The problem —
Rewrite the listing below with "white cloud" renamed to "gray cloud" throughout, leaving everything else unchanged.

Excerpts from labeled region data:
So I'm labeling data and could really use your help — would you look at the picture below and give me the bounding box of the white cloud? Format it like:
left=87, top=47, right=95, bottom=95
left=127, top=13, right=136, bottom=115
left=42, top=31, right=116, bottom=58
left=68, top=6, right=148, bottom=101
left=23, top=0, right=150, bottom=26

Exercise solution —
So I'm labeling data and could really use your help — would you look at the picture below and give me the bounding box of the gray cloud? Format it like:
left=87, top=47, right=95, bottom=95
left=127, top=13, right=136, bottom=115
left=42, top=31, right=116, bottom=58
left=68, top=6, right=148, bottom=101
left=23, top=0, right=150, bottom=26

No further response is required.